Tijdens het project ontmoette en interviewde AZG hier 770 van de naar schatting 12.000 seizoenarbeiders in de landbouw. De resultaten van de studie zijn ronduit alarmerend: de grote meerderheid van de ondervraagde werkers leeft in onaanvaardbare hygiëne- en woonomstandigheden. Die voldoen zelfs niet aan de minimumnormen die de VN Hoge Commissaris voor Vluchtelingen vastlegde voor vluchtelingenkampen in crisisgebieden (1). 40 % van de geïnterviewden leeft in afgedankte gebouwen, 36 % in overbevolkte ruimten. Meer dan 50 % beschikt niet over stromend water, 30 % moet het stellen zonder elektriciteit, terwijl 43,2 % geen toegang heeft tot sanitair. De meeste werkers nemen slechts één maaltijd per dag (meestal 's avonds), ook al werken ze acht tot tien uur per dag op het veld. 48 % verklaarde dat ze hooguit 25 euro krijgen per dag. 30 % kreeg de voorbije zes maanden in Italië af te rekenen met geweld, slechte behandeling of misbruik. In 85 % van de gevallen was de agressor een Italiaan.
Bijna alle immigranten die een medisch onderzoek vroegen aan AZG bleken aan één of meer ziekten te lijden. In 50,9 % van de gevallen ging het om infecties. Verder was er sprake van huidproblemen (23,6 %), darmparasieten en mond- of keelinfecties (elk 15,5 %), en luchtweginfecties (14,3 %, met 12 gevallen van tuberculose). De zwaarste ziekten werden aangetroffen bij immigranten die al het langst in Italië verbleven (tussen 18 en 24 maanden). Het zogenaamde "welzijnsinterval", de tijd tussen hun aankomst in Italië en de eerste symptomen, wordt steeds korter. 10 % van de buitenlandse seizoenarbeiders heeft één maand na hun aankomst in Italië medische zorg nodig; tussen één en zes maanden is dat al 39,7 %.
********************
▶ VRAGEN OVER MATERIAAL
(a) Hoeveel van de naar schatting 12.000 seizoenarbeiders in de landbouw heeft AZG volgens de tekst over seizoenarbeiders in Italië ontmoet en geïnterviewd?
(b) Zet de tekst over seizoenarbeiders in Italië voort na de laatste zin.
********************
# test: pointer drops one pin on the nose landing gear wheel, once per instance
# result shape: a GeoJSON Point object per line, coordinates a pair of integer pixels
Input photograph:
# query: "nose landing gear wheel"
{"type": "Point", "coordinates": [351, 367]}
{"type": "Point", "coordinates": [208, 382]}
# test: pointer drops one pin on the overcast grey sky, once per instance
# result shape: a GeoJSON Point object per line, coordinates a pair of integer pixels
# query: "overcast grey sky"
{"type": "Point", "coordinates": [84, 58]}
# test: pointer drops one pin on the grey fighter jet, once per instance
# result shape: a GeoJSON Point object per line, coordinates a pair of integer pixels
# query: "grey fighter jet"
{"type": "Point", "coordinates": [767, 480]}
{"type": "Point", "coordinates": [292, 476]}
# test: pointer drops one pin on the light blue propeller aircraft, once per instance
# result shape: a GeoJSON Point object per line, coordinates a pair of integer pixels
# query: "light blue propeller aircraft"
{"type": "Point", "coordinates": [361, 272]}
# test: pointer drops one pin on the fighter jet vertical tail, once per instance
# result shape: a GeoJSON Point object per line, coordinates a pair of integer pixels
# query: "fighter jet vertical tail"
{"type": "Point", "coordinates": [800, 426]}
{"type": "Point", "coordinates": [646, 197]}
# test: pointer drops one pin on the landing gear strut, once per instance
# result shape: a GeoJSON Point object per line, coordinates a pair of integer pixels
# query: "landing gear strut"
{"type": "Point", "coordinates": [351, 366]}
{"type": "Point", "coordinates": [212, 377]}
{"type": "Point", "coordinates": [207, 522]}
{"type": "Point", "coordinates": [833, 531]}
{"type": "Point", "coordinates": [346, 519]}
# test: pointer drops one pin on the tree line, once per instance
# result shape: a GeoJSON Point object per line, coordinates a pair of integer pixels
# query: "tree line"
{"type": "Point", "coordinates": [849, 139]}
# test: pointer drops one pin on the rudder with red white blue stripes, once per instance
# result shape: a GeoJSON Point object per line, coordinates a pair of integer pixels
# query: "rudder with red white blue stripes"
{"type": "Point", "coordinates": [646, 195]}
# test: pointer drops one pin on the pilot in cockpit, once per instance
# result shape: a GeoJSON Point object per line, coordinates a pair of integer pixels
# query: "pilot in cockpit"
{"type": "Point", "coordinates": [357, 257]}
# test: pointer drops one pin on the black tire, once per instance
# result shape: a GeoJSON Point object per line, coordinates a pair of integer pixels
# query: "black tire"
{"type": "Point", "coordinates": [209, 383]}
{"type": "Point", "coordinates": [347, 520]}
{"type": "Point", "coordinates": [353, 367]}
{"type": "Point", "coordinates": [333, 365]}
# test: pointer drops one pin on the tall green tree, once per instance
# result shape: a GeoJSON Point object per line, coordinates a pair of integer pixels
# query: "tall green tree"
********************
▶ ANTWOORDEN OP VOLGORDE
(a) 770

(b)
Toegang tot de Italiaanse gezondheidszorg is voor deze werkers echter een illusie. De Italiaanse wet bepaalt nochtans dat alle buitenlanders met een verblijfsvergunning (inclusief asielzoekers en personen met een vluchtelingenstatuut) onder dezelfde voorwaarden kunnen profiteren van de Italiaanse Nationale Gezondheidsdienst (SSN) als de Italianen zelf. Vreemdelingen zonder legaal statuut die medische bijstand nodig hebben, krijgen toegang tot de openbare gezondheidszorg met waarborg op anonimiteit, zodat ze niet het risico lopen om uit het land te worden gezet. Voor de meeste buitenlandse seizoenwerkers bestaan die rechten echter alleen op papier. Ondanks de wet bleken 75 % van de door AZG onderzochte vluchtelingen, 85,3 % van de asielzoekers en 88,6 % van de illegalen geen enkele vorm van gezondheidszorg te hebben gekregen in Italië.
Van de arbeiders die AZG interviewde, zijn 23,4 % asielzoekers en 6,3 % vluchtelingen, hebben 18,9 % een verblijfsvergunning om andere dan seizoenarbeid te verrichten (bv. studies, andere soorten werk, familiebezoek enz.), en hebben 51,4 % geen geldige verblijfspapieren. Geen enkele van de geïnterviewden had de wettelijk vastgelegde arbeidsovereenkomst gekregen voor seizoenarbeid in de landbouw.
"Over enkele weken zullen opnieuw duizenden immigranten het platteland overspoelen in Zuid-Italië", aldus Andrea Accardi, coördinator van de AZG-studie. "We mogen niet langer de ogen sluiten voor het probleem. De Italiaanse instellingen moeten onmiddellijk garanties bieden aan de buitenlandse landbouwwerkers en hun een minimum aan basisvoorzieningen bieden (behoorlijke huisvesting, drinkwater, voldoende voedsel enz.). Deze noodmaatregelen zijn noodzakelijk, maar zijn in geen geval een doeltreffende oplossing voor een structureel probleem. De regelgeving inzake instroom en verblijf van buitenlandse seizoenarbeiders in Italië moet grondig aangepast worden. De tot nog toe gebruikte instrumenten hebben immers gefaald in Zuid-Italië, met onaanvaardbare omstandigheden, overwerk en ziekten tot gevolg."
(1) Het UNHCR stelt aan vluchtelingenkampen in crisisgebieden onder meer de volgende eisen: 30 m² ruimte per persoon, 3,5 m² ruimte per persoon in woonmodules, één latrine per 20 personen en de beschikbaarheid van water op maximum 150 m van de verblijfplaats (ref.: "Refugee Health, An approach to emergency situations", Medecins Sans Frontieres, MacMillan Education 1997).